• [Study material]
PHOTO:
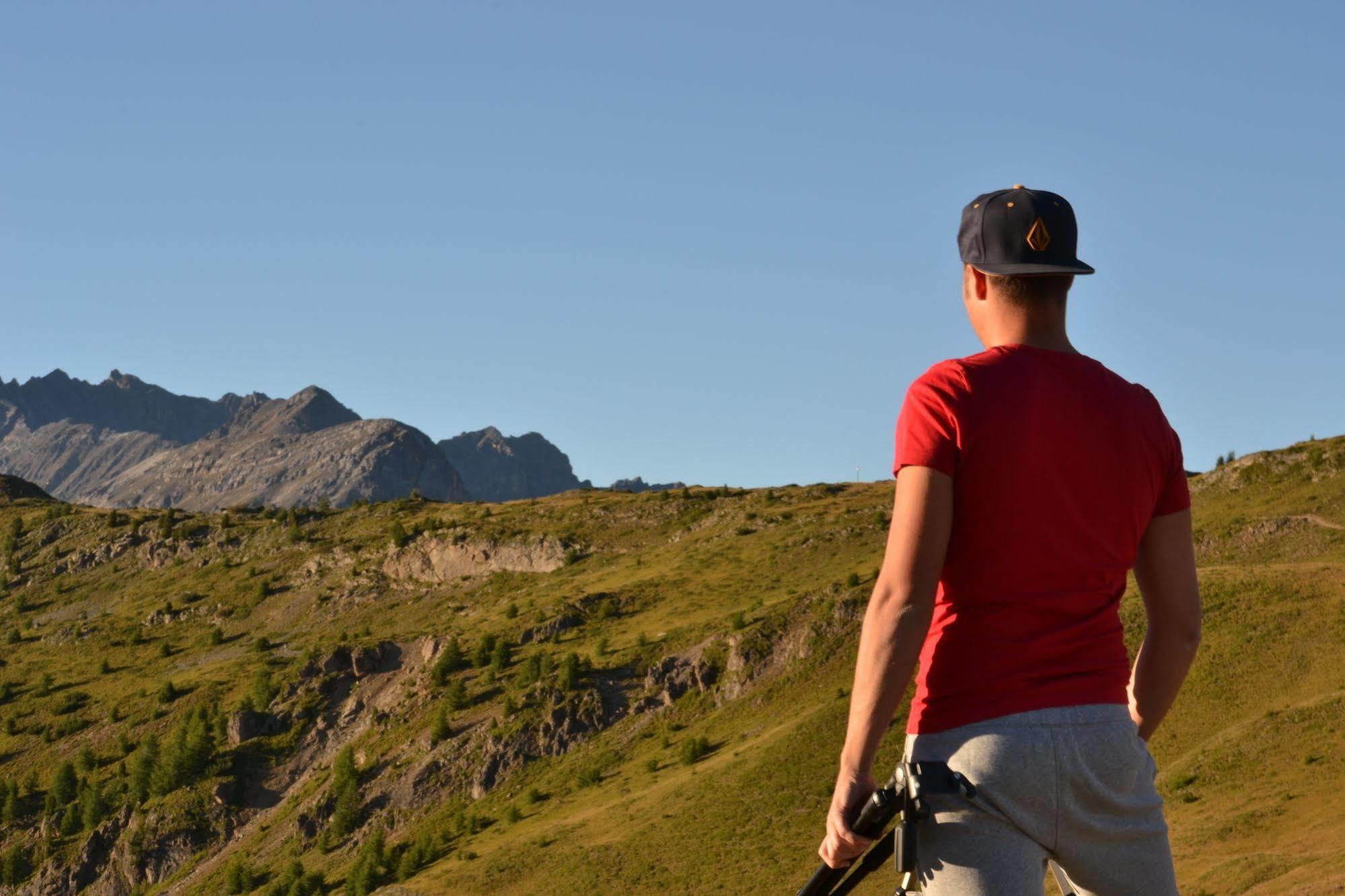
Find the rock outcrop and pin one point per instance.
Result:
(431, 559)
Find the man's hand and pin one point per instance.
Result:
(841, 846)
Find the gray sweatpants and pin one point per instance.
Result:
(1071, 784)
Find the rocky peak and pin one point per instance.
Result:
(499, 468)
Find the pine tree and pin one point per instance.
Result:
(238, 878)
(484, 649)
(449, 661)
(456, 696)
(143, 768)
(439, 729)
(501, 657)
(344, 790)
(11, 811)
(15, 867)
(568, 676)
(93, 807)
(65, 786)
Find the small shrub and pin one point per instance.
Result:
(693, 750)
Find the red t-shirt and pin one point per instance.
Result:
(1058, 468)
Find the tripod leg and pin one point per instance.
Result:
(1062, 881)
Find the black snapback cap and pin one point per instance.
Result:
(1020, 232)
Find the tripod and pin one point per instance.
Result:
(902, 797)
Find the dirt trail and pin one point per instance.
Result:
(1320, 521)
(1241, 727)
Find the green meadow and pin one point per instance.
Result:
(593, 694)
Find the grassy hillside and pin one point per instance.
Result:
(665, 712)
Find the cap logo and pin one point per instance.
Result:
(1039, 237)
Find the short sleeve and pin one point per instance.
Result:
(1175, 494)
(927, 427)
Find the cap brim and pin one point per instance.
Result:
(1024, 270)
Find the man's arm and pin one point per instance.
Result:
(894, 632)
(1165, 570)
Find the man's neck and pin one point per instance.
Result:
(1031, 330)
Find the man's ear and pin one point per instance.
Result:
(974, 283)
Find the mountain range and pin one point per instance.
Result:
(125, 443)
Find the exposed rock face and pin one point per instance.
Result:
(569, 720)
(246, 724)
(639, 485)
(126, 443)
(676, 676)
(498, 468)
(445, 560)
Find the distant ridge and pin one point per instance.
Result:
(16, 489)
(126, 443)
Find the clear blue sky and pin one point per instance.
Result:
(701, 241)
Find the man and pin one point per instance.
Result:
(1029, 480)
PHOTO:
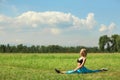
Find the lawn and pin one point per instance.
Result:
(41, 66)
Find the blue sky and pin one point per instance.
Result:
(58, 22)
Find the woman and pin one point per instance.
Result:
(80, 65)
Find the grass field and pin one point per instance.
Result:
(41, 66)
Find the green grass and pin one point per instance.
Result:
(41, 66)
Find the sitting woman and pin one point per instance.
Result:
(80, 65)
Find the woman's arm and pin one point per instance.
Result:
(80, 65)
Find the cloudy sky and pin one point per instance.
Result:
(58, 22)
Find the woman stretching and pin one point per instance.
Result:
(80, 65)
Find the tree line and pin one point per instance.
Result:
(106, 44)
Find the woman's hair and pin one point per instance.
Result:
(83, 52)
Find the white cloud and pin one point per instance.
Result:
(104, 28)
(49, 19)
(55, 31)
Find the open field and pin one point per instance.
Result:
(41, 66)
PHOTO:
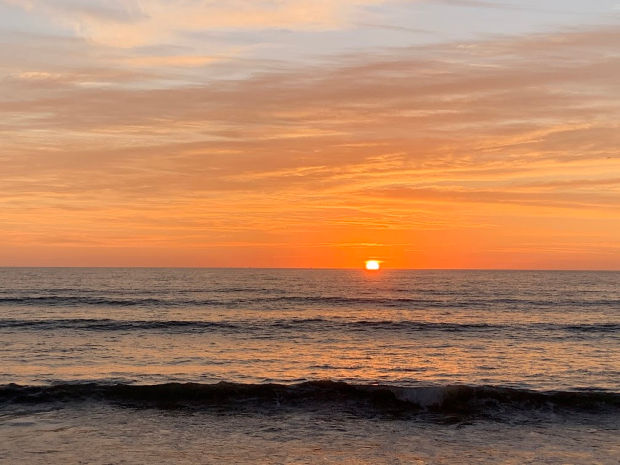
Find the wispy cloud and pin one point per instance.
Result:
(486, 143)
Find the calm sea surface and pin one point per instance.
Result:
(308, 366)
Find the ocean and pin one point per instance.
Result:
(292, 366)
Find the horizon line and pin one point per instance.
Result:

• [What to produce] Return only the number of lines in the data that hold the string "tripod".

• [Output] 2